### [WHAT TO PRODUCE]
Would you output the lines from the one with "Check that every instance of the open" through the last line of the material below, exactly, but without pictures?

Start of DATA SHOWN

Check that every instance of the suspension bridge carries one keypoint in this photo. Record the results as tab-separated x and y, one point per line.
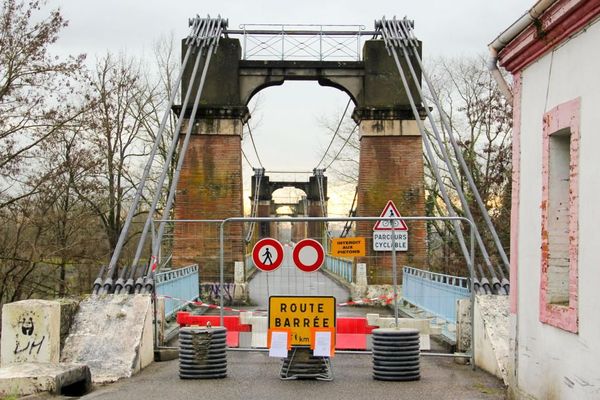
384	83
196	249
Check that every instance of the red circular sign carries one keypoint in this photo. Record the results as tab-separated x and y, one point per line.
308	255
267	254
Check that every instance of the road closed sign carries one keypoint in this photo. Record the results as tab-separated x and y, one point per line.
301	315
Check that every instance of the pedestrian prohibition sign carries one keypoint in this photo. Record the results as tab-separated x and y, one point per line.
308	255
267	254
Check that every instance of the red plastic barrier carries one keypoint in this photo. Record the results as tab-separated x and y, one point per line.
231	322
350	341
353	325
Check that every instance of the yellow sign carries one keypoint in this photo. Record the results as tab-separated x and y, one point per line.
348	247
301	315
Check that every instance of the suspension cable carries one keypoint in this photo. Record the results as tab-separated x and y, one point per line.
210	42
246	158
258	174
396	32
194	31
335	133
351	213
254	145
391	49
458	153
342	148
319	175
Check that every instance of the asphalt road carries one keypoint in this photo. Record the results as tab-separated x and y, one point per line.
253	375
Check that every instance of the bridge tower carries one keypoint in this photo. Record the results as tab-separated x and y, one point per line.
391	160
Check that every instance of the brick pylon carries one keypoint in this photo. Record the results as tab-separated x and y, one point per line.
210	187
391	168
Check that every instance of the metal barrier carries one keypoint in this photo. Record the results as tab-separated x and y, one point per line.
340	267
176	285
433	292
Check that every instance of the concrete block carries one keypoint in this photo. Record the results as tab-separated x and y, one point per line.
30	332
166	354
491	326
463	325
113	335
30	378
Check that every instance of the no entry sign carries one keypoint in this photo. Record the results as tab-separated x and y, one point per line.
267	254
308	255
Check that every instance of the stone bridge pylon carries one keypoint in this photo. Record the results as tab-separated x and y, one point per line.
391	156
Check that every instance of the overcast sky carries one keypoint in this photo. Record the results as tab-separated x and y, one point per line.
289	113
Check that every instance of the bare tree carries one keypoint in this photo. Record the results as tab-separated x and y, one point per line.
115	132
482	119
35	92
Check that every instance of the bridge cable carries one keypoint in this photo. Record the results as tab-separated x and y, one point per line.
254	145
335	133
246	158
258	174
319	175
351	213
110	270
210	41
453	175
164	173
398	31
342	148
445	124
391	49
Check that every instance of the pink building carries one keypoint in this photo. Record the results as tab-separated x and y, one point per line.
553	53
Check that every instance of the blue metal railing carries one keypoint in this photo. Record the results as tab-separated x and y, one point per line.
180	285
339	266
433	292
249	265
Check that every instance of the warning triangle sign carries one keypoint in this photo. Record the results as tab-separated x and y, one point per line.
391	211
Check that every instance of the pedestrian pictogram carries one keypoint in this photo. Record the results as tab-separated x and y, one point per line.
390	211
308	255
267	254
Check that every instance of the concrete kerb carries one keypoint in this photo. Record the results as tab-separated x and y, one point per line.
31	378
113	335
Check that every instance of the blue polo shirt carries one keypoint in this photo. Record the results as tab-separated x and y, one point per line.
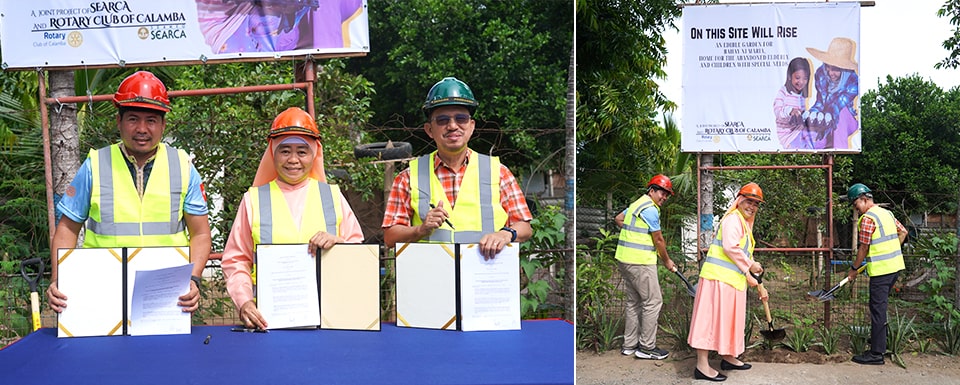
77	206
650	215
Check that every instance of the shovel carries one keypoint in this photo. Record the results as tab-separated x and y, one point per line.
770	334
825	296
32	278
691	290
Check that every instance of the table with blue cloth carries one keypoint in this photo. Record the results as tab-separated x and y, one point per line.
540	353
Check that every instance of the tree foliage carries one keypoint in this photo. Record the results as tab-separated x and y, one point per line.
620	53
909	125
951	9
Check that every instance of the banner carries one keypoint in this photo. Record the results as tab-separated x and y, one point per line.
771	78
74	33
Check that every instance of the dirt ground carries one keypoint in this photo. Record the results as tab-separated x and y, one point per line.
778	366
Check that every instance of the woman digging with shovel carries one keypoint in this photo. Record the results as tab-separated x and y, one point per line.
720	307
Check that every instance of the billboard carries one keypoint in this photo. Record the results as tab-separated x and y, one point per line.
77	33
771	78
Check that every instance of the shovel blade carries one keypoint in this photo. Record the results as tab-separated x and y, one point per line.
773	334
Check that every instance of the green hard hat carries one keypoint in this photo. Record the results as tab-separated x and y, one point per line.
856	191
447	92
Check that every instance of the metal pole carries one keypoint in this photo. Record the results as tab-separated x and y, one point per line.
828	160
47	162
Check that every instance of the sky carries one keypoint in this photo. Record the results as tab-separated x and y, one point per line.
897	38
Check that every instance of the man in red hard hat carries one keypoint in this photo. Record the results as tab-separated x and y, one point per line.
124	210
641	242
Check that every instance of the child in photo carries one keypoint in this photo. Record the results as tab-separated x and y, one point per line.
790	103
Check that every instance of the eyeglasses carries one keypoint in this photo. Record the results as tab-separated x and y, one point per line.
443	120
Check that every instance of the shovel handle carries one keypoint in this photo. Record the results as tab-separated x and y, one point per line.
766	306
35	310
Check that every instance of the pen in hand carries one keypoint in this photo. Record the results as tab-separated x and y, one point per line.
248	330
447	221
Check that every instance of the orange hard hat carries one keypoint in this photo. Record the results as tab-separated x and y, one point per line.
142	89
294	121
661	181
752	190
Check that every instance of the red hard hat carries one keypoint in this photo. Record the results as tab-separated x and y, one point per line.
294	121
143	90
752	190
661	181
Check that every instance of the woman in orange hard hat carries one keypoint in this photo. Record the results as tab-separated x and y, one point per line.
719	309
290	175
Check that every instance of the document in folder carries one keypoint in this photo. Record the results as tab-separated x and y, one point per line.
156	278
489	289
92	279
426	285
350	287
287	294
100	285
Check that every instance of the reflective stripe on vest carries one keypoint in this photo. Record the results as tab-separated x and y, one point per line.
271	221
636	244
478	210
120	217
884	255
719	266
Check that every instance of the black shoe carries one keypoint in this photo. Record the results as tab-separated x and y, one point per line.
868	358
697	374
724	365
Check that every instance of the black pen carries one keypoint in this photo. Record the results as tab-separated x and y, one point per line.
447	221
248	330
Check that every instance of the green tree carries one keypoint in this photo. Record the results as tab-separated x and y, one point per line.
620	54
910	123
951	8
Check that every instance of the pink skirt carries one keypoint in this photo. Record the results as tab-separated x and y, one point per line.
719	316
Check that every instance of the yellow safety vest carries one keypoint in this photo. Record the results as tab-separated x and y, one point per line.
271	221
636	244
119	218
718	266
478	210
884	255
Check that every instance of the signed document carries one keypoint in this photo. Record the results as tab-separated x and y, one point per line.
490	289
159	287
153	306
287	295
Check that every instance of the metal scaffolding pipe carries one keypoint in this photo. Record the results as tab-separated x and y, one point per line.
200	92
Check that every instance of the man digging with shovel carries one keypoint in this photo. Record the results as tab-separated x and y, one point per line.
641	241
880	235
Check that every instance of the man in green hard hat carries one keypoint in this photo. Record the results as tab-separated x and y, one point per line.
880	235
454	185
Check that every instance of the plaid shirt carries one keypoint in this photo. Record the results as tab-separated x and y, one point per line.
867	227
399	211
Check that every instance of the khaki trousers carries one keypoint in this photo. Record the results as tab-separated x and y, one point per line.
642	310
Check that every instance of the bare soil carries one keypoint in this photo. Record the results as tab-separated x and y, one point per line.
776	366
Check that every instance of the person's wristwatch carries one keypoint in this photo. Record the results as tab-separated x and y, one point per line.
513	233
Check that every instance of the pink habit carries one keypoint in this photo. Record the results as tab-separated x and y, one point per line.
719	310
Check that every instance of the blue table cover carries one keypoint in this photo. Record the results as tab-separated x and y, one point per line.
542	352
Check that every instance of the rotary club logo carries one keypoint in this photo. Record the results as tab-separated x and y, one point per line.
75	39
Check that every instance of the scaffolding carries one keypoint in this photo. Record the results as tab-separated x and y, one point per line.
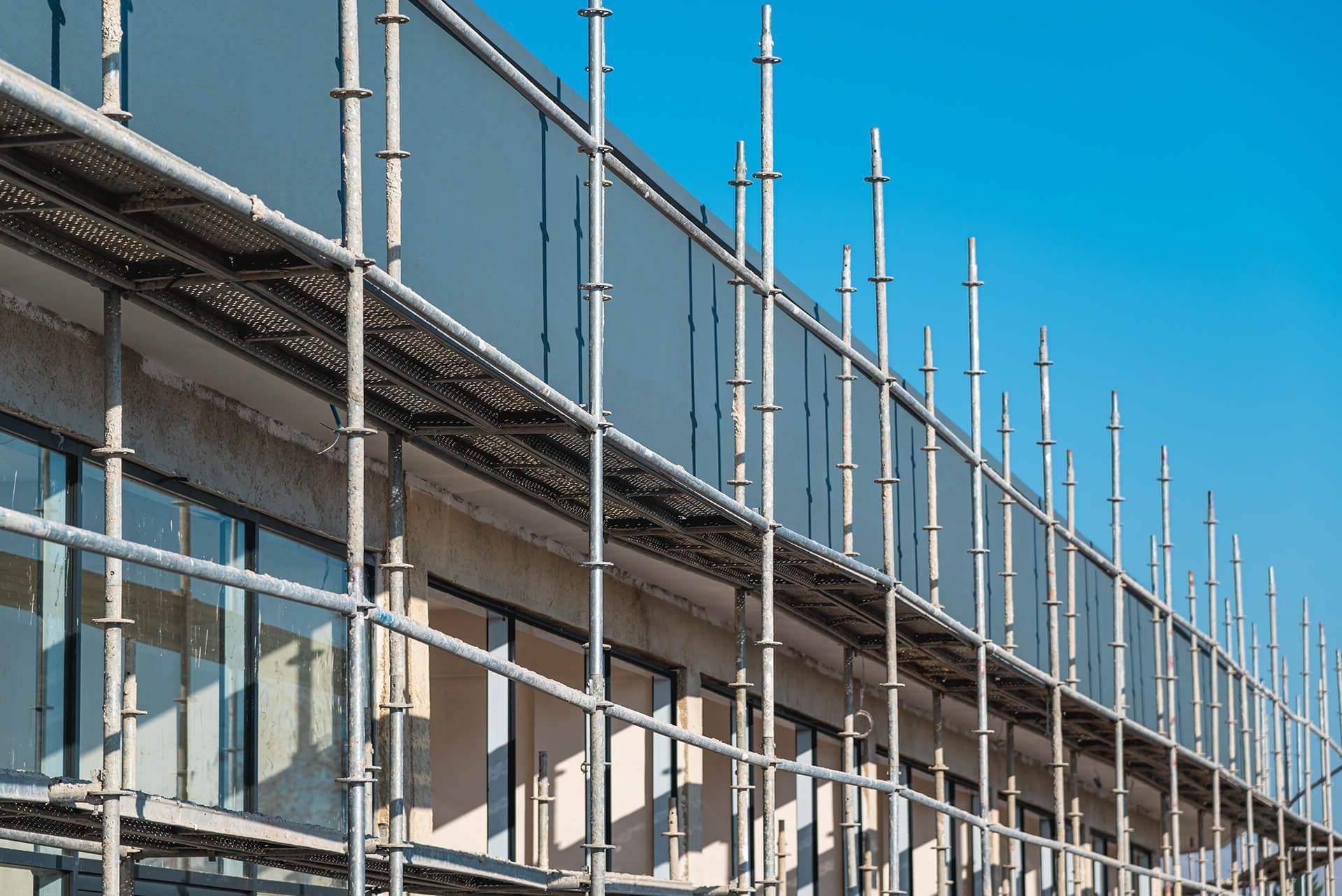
90	198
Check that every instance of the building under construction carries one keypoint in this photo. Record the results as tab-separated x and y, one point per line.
399	500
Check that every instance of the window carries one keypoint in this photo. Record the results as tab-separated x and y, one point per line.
212	665
34	612
487	734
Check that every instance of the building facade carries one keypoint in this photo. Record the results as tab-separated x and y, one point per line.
236	760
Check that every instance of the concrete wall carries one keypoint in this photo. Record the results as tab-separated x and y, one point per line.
494	216
51	375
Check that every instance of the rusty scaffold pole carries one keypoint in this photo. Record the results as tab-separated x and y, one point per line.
1251	846
741	785
979	551
596	290
1012	864
767	176
1171	678
1058	763
1215	686
1118	644
1276	670
356	779
398	656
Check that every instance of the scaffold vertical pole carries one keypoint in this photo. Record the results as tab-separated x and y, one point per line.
356	776
1251	849
930	449
542	811
1008	570
1215	686
979	551
392	19
1011	868
1074	816
1195	653
881	280
398	700
1158	627
1171	678
1278	731
1326	756
1118	646
846	377
113	614
738	382
849	821
741	782
1008	576
596	564
1070	484
741	728
939	783
112	62
1051	602
768	644
1306	747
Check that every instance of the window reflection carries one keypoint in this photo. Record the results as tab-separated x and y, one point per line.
301	688
187	648
33	612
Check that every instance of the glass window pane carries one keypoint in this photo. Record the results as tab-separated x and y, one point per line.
185	651
34	589
301	688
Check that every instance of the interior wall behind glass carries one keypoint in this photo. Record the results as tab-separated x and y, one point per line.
187	648
300	688
33	612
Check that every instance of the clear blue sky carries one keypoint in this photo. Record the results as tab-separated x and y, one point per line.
1157	182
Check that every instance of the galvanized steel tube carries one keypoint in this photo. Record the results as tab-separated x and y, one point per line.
356	776
112	62
741	786
1171	678
849	820
596	294
1118	644
398	702
767	178
113	616
1008	570
888	497
979	553
1251	846
1215	686
930	449
1051	602
1278	730
738	382
846	377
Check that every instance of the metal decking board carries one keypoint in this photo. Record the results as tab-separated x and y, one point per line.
80	194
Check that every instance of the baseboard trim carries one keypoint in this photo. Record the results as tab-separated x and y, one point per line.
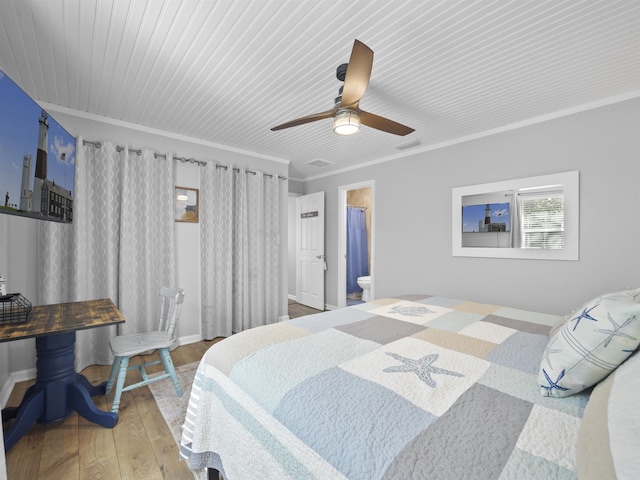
189	339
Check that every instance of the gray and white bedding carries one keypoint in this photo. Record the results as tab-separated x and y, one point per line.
412	387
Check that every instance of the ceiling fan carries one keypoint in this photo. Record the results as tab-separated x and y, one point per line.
347	114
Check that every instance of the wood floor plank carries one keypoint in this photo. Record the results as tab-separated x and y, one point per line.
139	447
23	460
60	457
135	454
168	456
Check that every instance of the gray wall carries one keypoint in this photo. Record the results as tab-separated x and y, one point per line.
413	213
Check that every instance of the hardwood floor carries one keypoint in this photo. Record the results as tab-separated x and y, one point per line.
139	447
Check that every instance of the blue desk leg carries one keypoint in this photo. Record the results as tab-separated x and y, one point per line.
58	390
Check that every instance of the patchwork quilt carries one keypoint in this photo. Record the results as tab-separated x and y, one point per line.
412	387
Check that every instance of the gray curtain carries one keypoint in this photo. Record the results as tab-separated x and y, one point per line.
119	246
239	250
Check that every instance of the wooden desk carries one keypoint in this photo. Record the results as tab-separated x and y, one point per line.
58	390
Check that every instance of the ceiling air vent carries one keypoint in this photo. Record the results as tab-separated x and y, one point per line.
411	144
319	163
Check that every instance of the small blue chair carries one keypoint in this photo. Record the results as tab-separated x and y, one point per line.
126	346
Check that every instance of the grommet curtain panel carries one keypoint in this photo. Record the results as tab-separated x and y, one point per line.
120	245
239	250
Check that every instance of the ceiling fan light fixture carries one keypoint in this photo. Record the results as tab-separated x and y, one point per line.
346	122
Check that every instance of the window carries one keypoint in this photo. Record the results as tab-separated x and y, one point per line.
542	221
540	216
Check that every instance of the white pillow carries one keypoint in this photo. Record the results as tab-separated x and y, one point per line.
594	340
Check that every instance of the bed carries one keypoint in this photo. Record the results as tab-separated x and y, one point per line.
410	387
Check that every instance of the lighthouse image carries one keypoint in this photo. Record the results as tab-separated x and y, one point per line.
41	164
47	198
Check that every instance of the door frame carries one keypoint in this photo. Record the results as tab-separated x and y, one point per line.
318	300
342	238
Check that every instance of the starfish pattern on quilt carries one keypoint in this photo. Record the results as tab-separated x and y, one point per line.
553	384
585	314
422	367
410	310
548	351
615	331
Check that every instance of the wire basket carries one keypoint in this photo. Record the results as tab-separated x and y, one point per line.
14	308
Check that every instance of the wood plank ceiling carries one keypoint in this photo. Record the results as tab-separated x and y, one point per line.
227	71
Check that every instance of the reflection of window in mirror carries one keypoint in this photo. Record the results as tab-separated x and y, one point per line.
535	217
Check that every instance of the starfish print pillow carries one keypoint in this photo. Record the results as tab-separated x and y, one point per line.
595	339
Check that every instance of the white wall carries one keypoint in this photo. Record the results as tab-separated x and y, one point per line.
413	213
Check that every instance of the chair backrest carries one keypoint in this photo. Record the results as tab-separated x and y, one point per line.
170	308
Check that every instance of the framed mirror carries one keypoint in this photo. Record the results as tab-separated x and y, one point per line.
534	217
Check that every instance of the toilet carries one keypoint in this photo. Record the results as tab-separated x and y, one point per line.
365	285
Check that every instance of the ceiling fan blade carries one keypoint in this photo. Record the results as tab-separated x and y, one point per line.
308	119
384	124
358	73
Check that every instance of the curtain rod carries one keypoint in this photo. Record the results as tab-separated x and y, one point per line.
181	159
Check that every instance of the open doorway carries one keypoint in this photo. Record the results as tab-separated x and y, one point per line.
356	243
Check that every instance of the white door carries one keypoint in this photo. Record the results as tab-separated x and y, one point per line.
310	260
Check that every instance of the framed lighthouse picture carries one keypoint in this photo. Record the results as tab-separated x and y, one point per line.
37	159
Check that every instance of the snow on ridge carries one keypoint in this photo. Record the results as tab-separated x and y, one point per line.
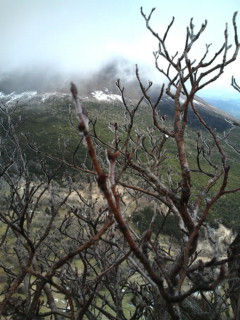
105	96
27	96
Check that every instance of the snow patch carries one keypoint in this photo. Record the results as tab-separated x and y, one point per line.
29	96
105	96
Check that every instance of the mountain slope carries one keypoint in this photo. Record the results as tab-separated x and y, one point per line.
49	122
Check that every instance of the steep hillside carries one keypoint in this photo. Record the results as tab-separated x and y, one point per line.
48	121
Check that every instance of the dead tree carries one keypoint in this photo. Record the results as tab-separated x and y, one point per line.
186	77
82	258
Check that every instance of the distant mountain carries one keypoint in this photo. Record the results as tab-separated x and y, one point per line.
231	106
49	122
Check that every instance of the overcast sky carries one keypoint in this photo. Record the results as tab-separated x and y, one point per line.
78	35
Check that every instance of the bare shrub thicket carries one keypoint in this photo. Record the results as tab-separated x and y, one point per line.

End of DATA SHOWN

### [FULL OUTPUT]
Check that every instance of the open doorway carries one keypoint in this photo. Record the results as tab-separated x and y, one point per line.
356	243
Check that every instance of the white door carries one keypoint in this photo. Record the results as tab-separated x and y, one point per line.
310	260
Check that every instance of the framed lighthouse picture carries one keypoint in this photo. Record the results as tab-separated x and y, one point per line.
37	159
Check that every instance of the snow on ridge carries one keypoint in this photo. Record the results as tab-separated x and y, one point per line.
105	96
27	96
Check that every instance of the snow patch carries one keypoint in this photo. Record the results as tab-separated x and y, one point per line.
29	96
105	96
Check that every instance of the mountain slope carries one keypoint in this photo. Record the results as tab-separated x and y, one point per line.
49	122
Check that every instance of the steep hillside carries one keypoint in this photo. Record the results as tab-separated x and y, one point per line.
48	121
Check that every instance of the dead tree carries one keypoint in this photo. Record the results as tab-separated x and y, one point per line.
186	77
82	258
Check that every instance of the distant mountain carries one keypoint in this photo. Record the results as tab-separated x and y, one point per line.
231	106
49	122
Check that every instance of the overcast sky carries one keypoint in this photo. Record the results as tab-separated x and y, one point per line.
78	35
Check that every instance of the bare shrub thicket carries one keypoint in this photo. Record the results as tab-separated x and y, one point per line.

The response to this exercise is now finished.